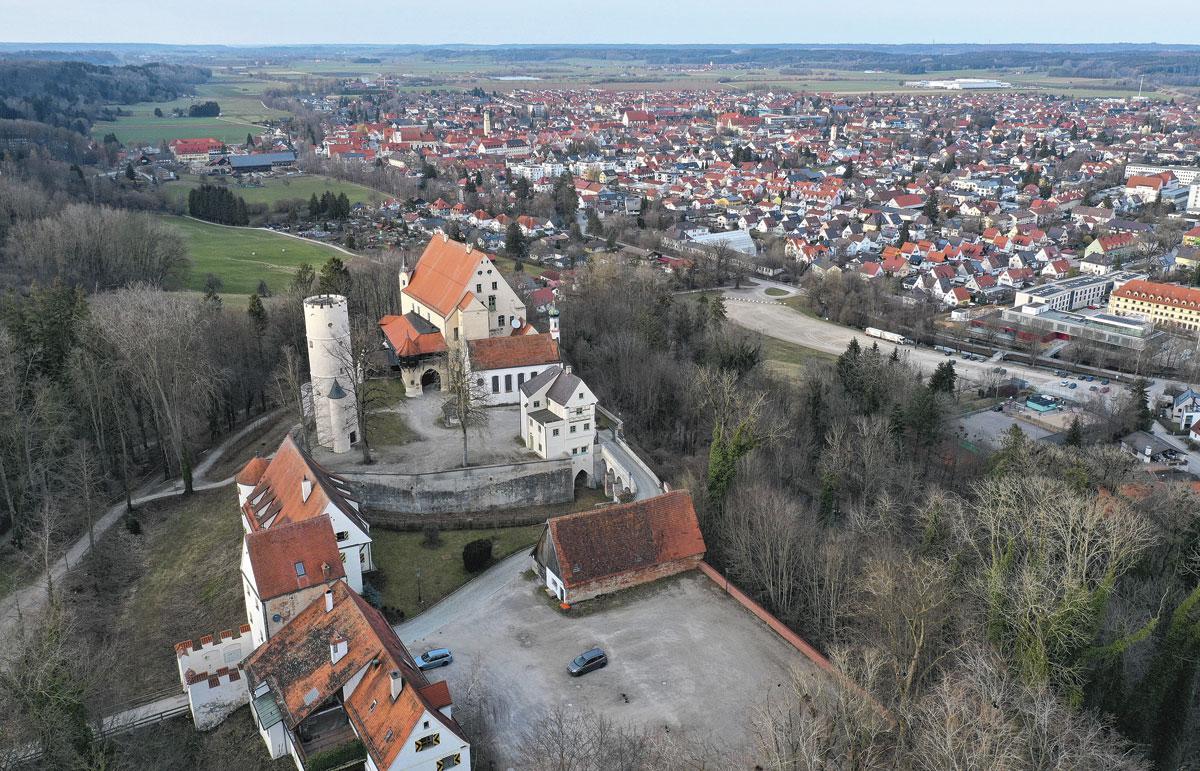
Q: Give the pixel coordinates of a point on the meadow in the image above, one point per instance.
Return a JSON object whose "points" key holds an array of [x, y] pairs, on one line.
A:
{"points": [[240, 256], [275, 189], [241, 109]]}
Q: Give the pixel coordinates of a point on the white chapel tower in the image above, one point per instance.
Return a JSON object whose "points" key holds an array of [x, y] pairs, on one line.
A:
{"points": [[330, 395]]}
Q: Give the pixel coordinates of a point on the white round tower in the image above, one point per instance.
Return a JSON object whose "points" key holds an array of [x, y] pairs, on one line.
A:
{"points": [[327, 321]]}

_____

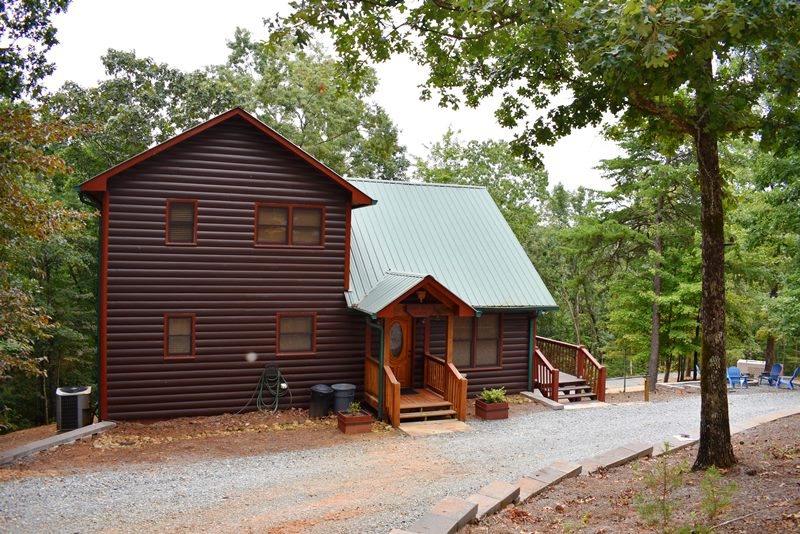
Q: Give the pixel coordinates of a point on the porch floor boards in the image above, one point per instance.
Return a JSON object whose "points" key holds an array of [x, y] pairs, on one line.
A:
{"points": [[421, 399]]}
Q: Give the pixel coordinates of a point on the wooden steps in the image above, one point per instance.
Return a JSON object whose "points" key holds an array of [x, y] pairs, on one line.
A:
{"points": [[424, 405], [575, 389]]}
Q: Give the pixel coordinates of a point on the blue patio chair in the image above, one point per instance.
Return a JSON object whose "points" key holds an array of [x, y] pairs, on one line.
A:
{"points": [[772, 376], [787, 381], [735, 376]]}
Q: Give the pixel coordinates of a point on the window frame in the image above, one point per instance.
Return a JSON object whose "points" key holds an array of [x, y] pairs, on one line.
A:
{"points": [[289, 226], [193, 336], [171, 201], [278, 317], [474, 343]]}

_____

Count the lines in the preceding records that contain the word "above". Reply with the number alone.

7